[Saved entries]
* * * * * * *

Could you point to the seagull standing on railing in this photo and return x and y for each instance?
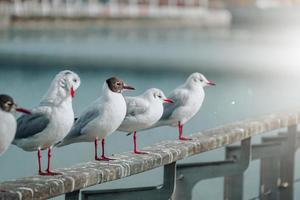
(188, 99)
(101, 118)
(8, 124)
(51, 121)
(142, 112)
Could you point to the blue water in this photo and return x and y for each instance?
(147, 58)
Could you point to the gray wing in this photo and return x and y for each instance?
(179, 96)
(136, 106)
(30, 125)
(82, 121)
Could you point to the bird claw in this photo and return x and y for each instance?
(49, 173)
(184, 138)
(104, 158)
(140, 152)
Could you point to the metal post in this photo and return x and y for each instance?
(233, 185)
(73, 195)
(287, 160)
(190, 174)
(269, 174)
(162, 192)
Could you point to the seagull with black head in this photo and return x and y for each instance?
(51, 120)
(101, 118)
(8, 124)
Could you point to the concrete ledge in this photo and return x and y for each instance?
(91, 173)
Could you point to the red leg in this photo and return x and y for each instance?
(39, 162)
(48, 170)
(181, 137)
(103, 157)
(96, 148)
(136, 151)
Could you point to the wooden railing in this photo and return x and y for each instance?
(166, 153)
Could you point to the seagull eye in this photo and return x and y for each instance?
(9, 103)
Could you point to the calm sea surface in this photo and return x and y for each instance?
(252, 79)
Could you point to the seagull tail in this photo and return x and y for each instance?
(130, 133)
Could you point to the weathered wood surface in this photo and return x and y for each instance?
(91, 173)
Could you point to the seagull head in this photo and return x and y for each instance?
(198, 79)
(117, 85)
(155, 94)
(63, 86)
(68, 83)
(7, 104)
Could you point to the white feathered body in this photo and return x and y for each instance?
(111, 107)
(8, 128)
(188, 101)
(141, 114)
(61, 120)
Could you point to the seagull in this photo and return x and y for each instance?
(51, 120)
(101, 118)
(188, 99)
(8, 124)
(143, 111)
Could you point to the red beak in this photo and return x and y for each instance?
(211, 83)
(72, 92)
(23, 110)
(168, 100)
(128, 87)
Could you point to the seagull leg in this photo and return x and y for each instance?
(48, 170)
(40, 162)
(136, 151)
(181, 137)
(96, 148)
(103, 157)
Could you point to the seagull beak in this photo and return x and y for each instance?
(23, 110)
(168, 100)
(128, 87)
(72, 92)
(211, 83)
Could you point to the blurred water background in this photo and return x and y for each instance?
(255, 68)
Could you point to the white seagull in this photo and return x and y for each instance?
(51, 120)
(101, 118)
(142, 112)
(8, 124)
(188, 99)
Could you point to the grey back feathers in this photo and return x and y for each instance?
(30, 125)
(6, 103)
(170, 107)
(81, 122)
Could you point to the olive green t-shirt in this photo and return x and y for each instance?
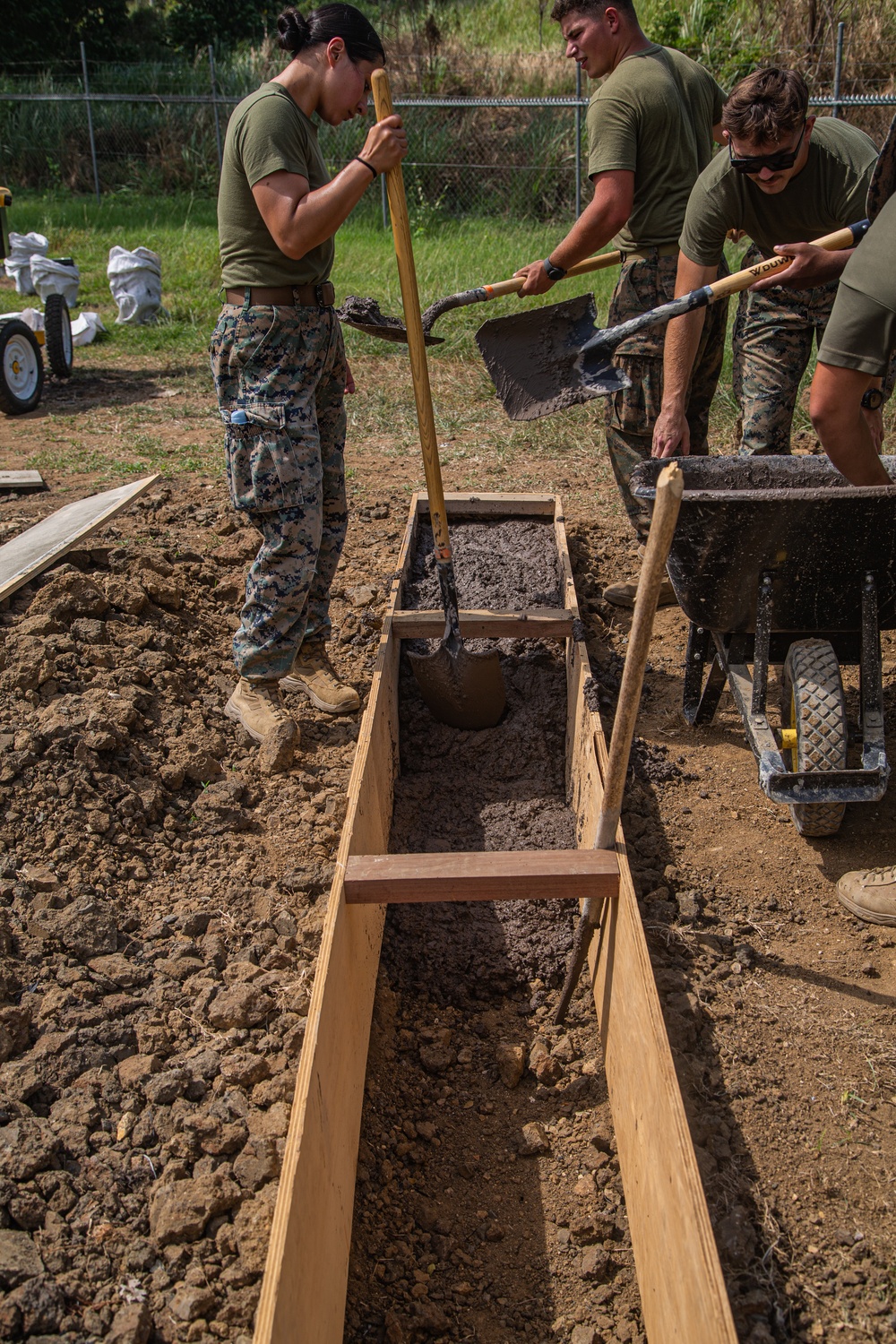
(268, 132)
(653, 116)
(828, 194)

* * * * * * *

EXERCISE DIRECTIONS
The data needs to be reproduced exactly, please, apart from its pictures.

TASK ANSWER
Could you point to the seagull standing on railing in this photo and return x and y for each instance?
(188, 99)
(101, 118)
(8, 124)
(51, 121)
(142, 112)
Could you point to the blue water in this photo and return x and y for each instance?
(147, 58)
Could you point to the gray wing in this photo and return x and y for each instance?
(179, 96)
(136, 106)
(30, 125)
(82, 121)
Could you point to the bird claw in this photo and return x and y for each instance?
(49, 173)
(184, 138)
(104, 158)
(140, 152)
Could you point to the metal post in this photo and return x and y for each instance?
(233, 185)
(73, 195)
(287, 160)
(190, 174)
(269, 174)
(162, 192)
Could you point to the seagull with black head in this photo and return x and y for each instance?
(51, 120)
(101, 118)
(8, 124)
Could you point to the concrete ledge in this photo and return x and y for each instance?
(91, 173)
Could you point to the red leg in this photo and return x and y for each instance?
(39, 162)
(48, 170)
(181, 137)
(103, 157)
(96, 148)
(136, 151)
Could you point to the wooden railing in this photo and return x and y for each instance?
(166, 153)
Could you point to the seagull eye in this photo and return x and y for each instance?
(9, 103)
Could you point to the calm sea surface in this photo and return x and y for each instance?
(252, 79)
Could you point to the seagull tail in this photo and return x and y for each instance?
(130, 133)
Could you point to the weathered wood surface in this photo and return x and y for each instance?
(91, 173)
Could you point to the seagull head in this photo and return x and y for each instance?
(198, 79)
(117, 85)
(155, 94)
(63, 86)
(68, 83)
(7, 104)
Could you point to the white feathered body in this photo and return x and y for each instance?
(111, 107)
(8, 128)
(188, 101)
(141, 114)
(61, 120)
Could you point to the seagull in this photo and return x and y for each instance?
(51, 120)
(101, 118)
(188, 99)
(8, 124)
(143, 111)
Could you point to the red beak in this photo and return x and y for each instance?
(211, 83)
(72, 92)
(23, 110)
(168, 100)
(128, 87)
Could you point to the seagull leg in this photo and return x and y for each instance?
(48, 170)
(40, 162)
(136, 151)
(181, 137)
(96, 148)
(103, 157)
Could you point to the seagull beak in this photo and return x and y for each instance?
(23, 110)
(168, 100)
(128, 87)
(72, 92)
(211, 83)
Could you point to the blurred water background in this photo and return x and y for each instance?
(255, 68)
Could you point to the white seagull in this photo and return x and y for each instance?
(51, 120)
(101, 118)
(142, 112)
(8, 124)
(188, 99)
Could you point to the grey back feathers in this photo and return x and y for each instance?
(30, 125)
(6, 103)
(170, 107)
(81, 122)
Could you point to the olive green t-shirt in this photo and return x and y for each instance?
(268, 132)
(653, 116)
(828, 194)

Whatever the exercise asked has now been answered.